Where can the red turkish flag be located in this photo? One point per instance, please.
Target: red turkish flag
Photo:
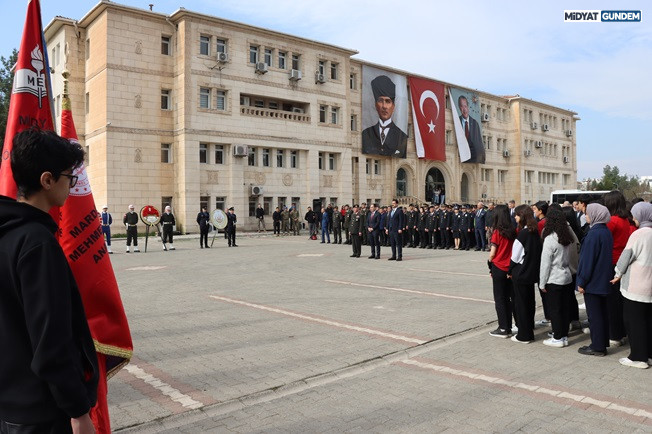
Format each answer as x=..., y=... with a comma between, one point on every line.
x=30, y=95
x=80, y=236
x=429, y=116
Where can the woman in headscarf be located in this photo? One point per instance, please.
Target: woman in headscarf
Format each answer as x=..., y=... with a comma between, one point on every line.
x=634, y=271
x=594, y=274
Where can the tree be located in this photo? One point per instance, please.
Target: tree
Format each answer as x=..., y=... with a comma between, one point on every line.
x=6, y=83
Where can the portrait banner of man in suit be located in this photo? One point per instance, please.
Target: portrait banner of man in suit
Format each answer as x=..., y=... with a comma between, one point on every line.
x=384, y=113
x=468, y=131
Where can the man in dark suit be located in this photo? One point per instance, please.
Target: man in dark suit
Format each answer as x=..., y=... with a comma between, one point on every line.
x=395, y=225
x=480, y=224
x=384, y=137
x=472, y=132
x=373, y=229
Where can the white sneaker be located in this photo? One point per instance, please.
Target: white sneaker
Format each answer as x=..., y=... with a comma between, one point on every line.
x=556, y=343
x=626, y=362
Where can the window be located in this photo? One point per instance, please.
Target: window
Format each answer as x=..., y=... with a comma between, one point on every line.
x=265, y=157
x=253, y=204
x=204, y=45
x=253, y=54
x=165, y=45
x=204, y=97
x=334, y=115
x=219, y=154
x=203, y=202
x=268, y=56
x=166, y=152
x=221, y=100
x=220, y=203
x=251, y=157
x=220, y=45
x=333, y=71
x=267, y=204
x=165, y=99
x=353, y=81
x=203, y=153
x=282, y=55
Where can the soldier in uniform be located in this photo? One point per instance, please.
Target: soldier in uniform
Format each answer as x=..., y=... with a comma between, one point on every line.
x=203, y=220
x=285, y=216
x=276, y=218
x=355, y=229
x=347, y=222
x=337, y=226
x=294, y=217
x=231, y=220
x=363, y=215
x=168, y=222
x=423, y=228
x=130, y=221
x=106, y=227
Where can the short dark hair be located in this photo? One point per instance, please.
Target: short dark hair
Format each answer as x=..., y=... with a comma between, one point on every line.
x=37, y=151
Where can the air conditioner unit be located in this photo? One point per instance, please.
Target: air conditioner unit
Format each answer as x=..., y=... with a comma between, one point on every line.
x=261, y=68
x=240, y=150
x=295, y=75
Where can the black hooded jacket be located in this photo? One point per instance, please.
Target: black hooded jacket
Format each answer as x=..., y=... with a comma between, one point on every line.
x=49, y=367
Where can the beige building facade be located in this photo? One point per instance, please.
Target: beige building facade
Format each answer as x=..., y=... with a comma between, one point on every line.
x=189, y=110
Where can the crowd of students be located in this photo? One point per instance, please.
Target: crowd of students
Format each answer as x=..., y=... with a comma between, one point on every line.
x=602, y=250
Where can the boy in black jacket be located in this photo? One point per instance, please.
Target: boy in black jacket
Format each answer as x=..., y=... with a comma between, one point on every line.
x=48, y=382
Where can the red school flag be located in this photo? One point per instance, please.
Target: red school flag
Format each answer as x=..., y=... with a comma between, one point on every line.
x=30, y=95
x=82, y=241
x=429, y=115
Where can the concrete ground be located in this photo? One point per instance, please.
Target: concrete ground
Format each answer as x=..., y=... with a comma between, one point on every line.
x=291, y=335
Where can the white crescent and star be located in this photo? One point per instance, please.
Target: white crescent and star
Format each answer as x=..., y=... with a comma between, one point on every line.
x=426, y=95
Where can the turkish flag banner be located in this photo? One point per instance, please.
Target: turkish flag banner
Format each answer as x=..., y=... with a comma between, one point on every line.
x=80, y=236
x=30, y=95
x=429, y=116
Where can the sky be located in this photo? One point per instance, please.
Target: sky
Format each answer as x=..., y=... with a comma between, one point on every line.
x=599, y=70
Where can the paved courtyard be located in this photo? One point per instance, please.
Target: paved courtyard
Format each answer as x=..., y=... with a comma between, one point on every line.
x=290, y=335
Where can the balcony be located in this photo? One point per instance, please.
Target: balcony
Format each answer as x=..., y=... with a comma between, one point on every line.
x=274, y=114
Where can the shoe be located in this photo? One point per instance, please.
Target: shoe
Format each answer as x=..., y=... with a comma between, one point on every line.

**What you should do**: Shift every coordinate by adding 53 to each of its numbers, and write out the lines again, requests included, from the line with "Where can the window" to the line with "x=220, y=203". Give only those lines.

**Problem solution**:
Where can the window be located in this photo? One point per instance, please.
Target: window
Format each answer as x=..., y=... with a comma between, one point on every line.
x=318, y=210
x=306, y=257
x=257, y=98
x=306, y=107
x=218, y=98
x=257, y=150
x=387, y=168
x=272, y=207
x=256, y=255
x=321, y=109
x=219, y=205
x=274, y=153
x=273, y=256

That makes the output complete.